(Entries for pointing at labeled objects)

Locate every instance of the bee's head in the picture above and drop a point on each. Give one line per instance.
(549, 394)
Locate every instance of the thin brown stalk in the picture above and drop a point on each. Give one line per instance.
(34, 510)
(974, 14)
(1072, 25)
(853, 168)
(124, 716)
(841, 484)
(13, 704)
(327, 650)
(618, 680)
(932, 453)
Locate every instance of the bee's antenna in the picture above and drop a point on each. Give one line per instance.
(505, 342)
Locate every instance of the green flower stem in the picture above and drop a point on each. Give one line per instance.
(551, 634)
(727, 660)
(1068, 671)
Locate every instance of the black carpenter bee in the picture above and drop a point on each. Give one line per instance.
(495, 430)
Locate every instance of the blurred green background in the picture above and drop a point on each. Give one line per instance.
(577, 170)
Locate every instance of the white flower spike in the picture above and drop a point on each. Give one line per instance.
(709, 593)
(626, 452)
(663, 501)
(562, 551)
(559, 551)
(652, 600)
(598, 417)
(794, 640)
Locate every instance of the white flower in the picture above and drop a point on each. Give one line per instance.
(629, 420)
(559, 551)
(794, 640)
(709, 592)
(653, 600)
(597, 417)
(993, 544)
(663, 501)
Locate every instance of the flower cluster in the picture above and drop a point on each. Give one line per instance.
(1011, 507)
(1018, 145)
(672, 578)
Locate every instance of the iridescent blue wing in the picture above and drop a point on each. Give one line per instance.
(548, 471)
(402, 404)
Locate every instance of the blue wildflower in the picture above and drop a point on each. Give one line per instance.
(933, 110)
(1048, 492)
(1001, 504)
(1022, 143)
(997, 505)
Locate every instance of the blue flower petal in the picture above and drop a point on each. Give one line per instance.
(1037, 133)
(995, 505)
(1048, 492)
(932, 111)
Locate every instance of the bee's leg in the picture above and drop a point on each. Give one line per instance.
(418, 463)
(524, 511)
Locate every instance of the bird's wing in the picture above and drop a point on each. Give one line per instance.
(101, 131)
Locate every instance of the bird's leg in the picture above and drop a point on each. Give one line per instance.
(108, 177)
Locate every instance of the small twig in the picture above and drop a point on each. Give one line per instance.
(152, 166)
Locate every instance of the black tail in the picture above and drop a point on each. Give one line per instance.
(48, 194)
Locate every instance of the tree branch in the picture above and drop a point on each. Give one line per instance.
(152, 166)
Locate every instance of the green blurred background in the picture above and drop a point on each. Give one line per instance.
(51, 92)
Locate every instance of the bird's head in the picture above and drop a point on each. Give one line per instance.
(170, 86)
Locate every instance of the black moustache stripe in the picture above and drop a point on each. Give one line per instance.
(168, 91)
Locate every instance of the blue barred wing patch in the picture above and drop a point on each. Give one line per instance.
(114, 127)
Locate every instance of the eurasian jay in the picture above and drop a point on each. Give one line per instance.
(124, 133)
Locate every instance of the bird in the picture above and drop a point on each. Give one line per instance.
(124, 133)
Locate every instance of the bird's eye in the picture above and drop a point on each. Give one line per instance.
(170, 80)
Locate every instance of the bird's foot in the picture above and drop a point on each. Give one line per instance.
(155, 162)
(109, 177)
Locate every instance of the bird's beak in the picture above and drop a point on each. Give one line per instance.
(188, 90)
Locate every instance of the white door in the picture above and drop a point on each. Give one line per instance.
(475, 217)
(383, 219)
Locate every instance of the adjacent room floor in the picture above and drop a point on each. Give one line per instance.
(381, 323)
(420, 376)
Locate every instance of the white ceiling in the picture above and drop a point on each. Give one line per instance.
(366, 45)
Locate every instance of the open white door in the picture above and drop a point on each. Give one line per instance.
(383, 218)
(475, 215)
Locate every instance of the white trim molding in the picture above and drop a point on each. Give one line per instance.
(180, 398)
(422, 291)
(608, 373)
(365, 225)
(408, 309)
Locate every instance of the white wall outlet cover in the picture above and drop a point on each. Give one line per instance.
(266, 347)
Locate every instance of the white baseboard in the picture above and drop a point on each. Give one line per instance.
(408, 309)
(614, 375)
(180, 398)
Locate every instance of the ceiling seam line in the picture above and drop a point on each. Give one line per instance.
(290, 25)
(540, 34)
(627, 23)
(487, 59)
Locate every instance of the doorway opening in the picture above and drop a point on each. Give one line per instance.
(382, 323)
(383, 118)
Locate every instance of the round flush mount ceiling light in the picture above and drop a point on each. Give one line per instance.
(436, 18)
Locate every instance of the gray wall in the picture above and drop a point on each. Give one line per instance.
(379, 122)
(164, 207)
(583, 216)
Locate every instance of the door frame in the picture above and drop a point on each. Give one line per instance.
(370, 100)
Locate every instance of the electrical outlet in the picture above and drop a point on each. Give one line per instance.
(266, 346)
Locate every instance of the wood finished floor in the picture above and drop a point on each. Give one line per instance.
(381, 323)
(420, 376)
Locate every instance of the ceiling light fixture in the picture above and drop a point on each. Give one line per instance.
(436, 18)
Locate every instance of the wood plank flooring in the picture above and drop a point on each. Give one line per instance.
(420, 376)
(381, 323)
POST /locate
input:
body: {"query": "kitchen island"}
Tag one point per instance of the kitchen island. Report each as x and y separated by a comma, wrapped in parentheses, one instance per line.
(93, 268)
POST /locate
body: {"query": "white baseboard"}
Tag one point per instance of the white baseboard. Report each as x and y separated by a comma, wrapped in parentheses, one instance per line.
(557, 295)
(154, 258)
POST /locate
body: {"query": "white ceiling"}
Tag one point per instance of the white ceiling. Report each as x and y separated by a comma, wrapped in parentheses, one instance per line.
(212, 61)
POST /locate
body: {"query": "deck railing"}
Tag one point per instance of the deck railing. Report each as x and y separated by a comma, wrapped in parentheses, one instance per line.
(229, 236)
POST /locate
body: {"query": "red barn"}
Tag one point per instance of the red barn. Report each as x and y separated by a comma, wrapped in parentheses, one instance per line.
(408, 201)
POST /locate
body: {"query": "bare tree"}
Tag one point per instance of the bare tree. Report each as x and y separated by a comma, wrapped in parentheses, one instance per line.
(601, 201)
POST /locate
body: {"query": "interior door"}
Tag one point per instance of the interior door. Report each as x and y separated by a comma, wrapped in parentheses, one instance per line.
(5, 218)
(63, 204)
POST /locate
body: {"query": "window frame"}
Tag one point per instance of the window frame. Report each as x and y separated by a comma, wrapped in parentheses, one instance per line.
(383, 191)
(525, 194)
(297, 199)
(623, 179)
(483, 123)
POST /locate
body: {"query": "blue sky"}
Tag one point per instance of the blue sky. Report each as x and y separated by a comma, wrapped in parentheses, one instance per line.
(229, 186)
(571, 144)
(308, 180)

Work required >> Put all of the data above into a JSON list of strings, with one string for each line and blank lines left out.

Solution to this problem >>
[
  "Locate every instance of the bee's head in the picture above and drop a point on each. Give one line per instance.",
  "(549, 394)",
  "Locate every instance of the thin brown stalk in the picture above and drop a point on each. Give one line per instance.",
  "(34, 510)",
  "(974, 14)",
  "(1072, 25)",
  "(853, 168)",
  "(124, 716)",
  "(841, 484)",
  "(13, 704)",
  "(327, 650)",
  "(618, 680)",
  "(932, 453)",
  "Locate every instance of the bee's antenna in the picture above and drop a point on each. Give one line per instance.",
  "(505, 342)",
  "Locate every instance of the green flower stem in the picture above and drop a point on each. Give one line per instance.",
  "(551, 634)",
  "(727, 660)",
  "(1068, 671)",
  "Locate every instance of the black carpenter bee in the picture above and drop a point on each. Give one line per instance.",
  "(495, 430)",
  "Locate every instance of the blurred green background in the picture above and drop a point on each. Give one line per instance.",
  "(577, 170)",
  "Locate every instance of the white flower spike in the picture above and drop a point on each. Give one line per instance.",
  "(709, 593)",
  "(626, 452)",
  "(663, 501)",
  "(562, 551)",
  "(559, 551)",
  "(652, 600)",
  "(598, 417)",
  "(794, 640)",
  "Locate every instance of the white flower in the picture above and drop a point on each. Give one line per instance.",
  "(629, 420)",
  "(559, 551)",
  "(794, 640)",
  "(709, 592)",
  "(653, 600)",
  "(597, 417)",
  "(993, 544)",
  "(663, 501)",
  "Locate every instance of the flower cluster in the picture above and drop a point on each. Give one line per instance.",
  "(1011, 507)",
  "(1018, 145)",
  "(672, 578)",
  "Locate every instance of the iridescent blue wing in the picture above and drop a point on each. Give one line per instance.",
  "(548, 471)",
  "(402, 404)",
  "Locate every instance of the blue wildflower in the picture above and drop a point on each. Give one line per instance.",
  "(933, 110)",
  "(1048, 492)",
  "(1001, 504)",
  "(1022, 143)",
  "(997, 505)",
  "Locate every instance of the blue flower petal in the picture above and drop a point on each. Give one line per instance.",
  "(1037, 133)",
  "(995, 505)",
  "(1048, 492)",
  "(932, 111)",
  "Locate every instance of the bee's leg in the picture above and drop a point on each. Give one line per instance.",
  "(418, 463)",
  "(524, 511)",
  "Locate every instance of the bird's wing in the picture above and drop a point on each. Give one line per instance.",
  "(101, 131)",
  "Locate every instance of the bird's leg in the picture above and drop a point on each. Give one line per instance.",
  "(108, 177)",
  "Locate every instance of the small twig in the picture above and drop a point on each. Give one line per instance.",
  "(152, 166)",
  "Locate every instance of the black tail in the picture above and drop a point on each. Give one line per instance.",
  "(48, 194)",
  "Locate every instance of the tree branch in the picture above and drop a point on each. Give one line per instance.",
  "(152, 166)",
  "Locate every instance of the green blurred background in the picture above and drop a point on each. Give one line per instance.",
  "(51, 92)",
  "Locate every instance of the bird's head in the picture above and drop a point on each. Give one line per instance.",
  "(170, 86)",
  "Locate every instance of the black moustache stripe in the picture above and drop a point on each. Give one line per instance.",
  "(168, 91)",
  "Locate every instance of the blue barred wing patch in the picture above and drop a point on each. Give one line per instance.",
  "(114, 127)",
  "Locate every instance of the eurasian jay in the picture above and drop a point on each. Give one line per instance.",
  "(124, 133)",
  "Locate every instance of the bird in the picture above and drop a point on each. Give one line per instance.",
  "(124, 133)",
  "Locate every instance of the bird's eye in the picture above and drop a point on each. Give one line per instance.",
  "(170, 80)",
  "Locate every instance of the bird's foot in the picture above and drop a point on each. Give one line per instance.",
  "(155, 162)",
  "(109, 177)",
  "Locate every instance of the bird's beak in the picture above and drop a point on each. Give one line per instance.",
  "(188, 90)",
  "Locate every instance of the white door in the picture above and drop a point on each. Give one line per instance.",
  "(475, 217)",
  "(383, 219)",
  "Locate every instance of the adjacent room floor in the picture above and drop a point on each. Give one line per instance.",
  "(381, 323)",
  "(420, 376)",
  "Locate every instance of the white ceiling in the picture above and drop a point on each. Give one line per instance.",
  "(366, 45)",
  "Locate every instance of the open white door in the picture above and drop a point on each. Give one line per instance.",
  "(383, 218)",
  "(475, 215)",
  "Locate every instance of the white trim molding in the picture above and drop a point on each. Give one line per instance.",
  "(180, 398)",
  "(422, 291)",
  "(608, 373)",
  "(365, 225)",
  "(408, 309)",
  "Locate every instance of the white wall outlet cover in the picture above and drop a point on each. Give one line per instance.",
  "(266, 347)",
  "Locate every instance of the white baseboard in the picture above and drop a point on each. Give one line per instance.",
  "(408, 309)",
  "(614, 375)",
  "(180, 398)",
  "Locate every instance of the ceiling seam line in the picture above and drop a point on each. Give one line per instance.",
  "(290, 25)",
  "(540, 34)",
  "(627, 23)",
  "(487, 59)",
  "Locate every instance of the doorway opening in the picture above and drop a point on each. Give one line per instance.",
  "(382, 323)",
  "(383, 118)",
  "Locate every instance of the round flush mount ceiling light in the picture above and drop a point on each. Give one line per instance.",
  "(436, 18)",
  "Locate every instance of the gray wall in the picture above and drop a point on each. Give one line per instance.",
  "(379, 122)",
  "(164, 207)",
  "(583, 216)",
  "Locate every instance of the door frame in the picture above and drop a point on each. Give one line per instance.",
  "(370, 100)",
  "Locate every instance of the electrical outlet in the picture above and drop a point on each. Give one line per instance.",
  "(266, 346)",
  "Locate every instance of the wood finished floor in the picture above and drop a point on each. Give one line per instance.",
  "(381, 323)",
  "(420, 376)",
  "Locate every instance of the ceiling light fixture in the picture above and drop a point on each. Give one line per instance.",
  "(436, 18)",
  "Locate every instance of the wood plank flooring in the picture above and drop a point on each. Give one line per instance.",
  "(420, 376)",
  "(381, 323)",
  "POST /locate",
  "input:",
  "body: {\"query\": \"kitchen island\"}",
  "Tag one point per instance of the kitchen island. Report each as x and y separated by a comma, wrapped in parentheses, one instance per line.",
  "(93, 268)",
  "POST /locate",
  "body: {\"query\": \"white baseboard\"}",
  "Tag one point per instance of the white baseboard. Report each as x and y separated by a comma, wrapped in parentheses, one instance per line.",
  "(557, 295)",
  "(154, 258)",
  "POST /locate",
  "body: {\"query\": \"white ceiling\"}",
  "Tag one point per instance of the white ceiling. Report each as x and y separated by a comma, wrapped in parentheses, one instance per line.",
  "(212, 61)",
  "POST /locate",
  "body: {\"query\": \"deck railing\"}",
  "Tag one point per instance of the deck railing. Report each as x and y separated by a comma, wrapped in parentheses, one instance per line.",
  "(229, 236)",
  "POST /locate",
  "body: {\"query\": \"red barn\"}",
  "Tag one point per instance of the red barn. Report each as x and y separated by a comma, wrapped in parentheses, one instance per line.",
  "(408, 201)",
  "POST /locate",
  "body: {\"query\": \"bare tree\"}",
  "Tag one point per instance of the bare tree. Report each as x and y separated by a comma, wrapped in parentheses, one instance per line.",
  "(601, 201)",
  "POST /locate",
  "body: {\"query\": \"interior door\"}",
  "Tag one point per instance of the interior door. Report each as x and y separated by a comma, wrapped in parentheses, one instance per line.",
  "(5, 218)",
  "(63, 204)",
  "POST /locate",
  "body: {\"query\": \"window frame\"}",
  "Tag one point per instance of the window frame. Report each as x and y separated by a comma, wrapped in parentheses, one instance per line.",
  "(383, 191)",
  "(525, 194)",
  "(297, 199)",
  "(623, 179)",
  "(483, 123)",
  "POST /locate",
  "body: {\"query\": \"blue sky\"}",
  "Tag one point per instance of the blue sky. Report each as x and y separated by a comma, wrapped in parentheses, one instance per line.",
  "(229, 186)",
  "(571, 144)",
  "(308, 180)"
]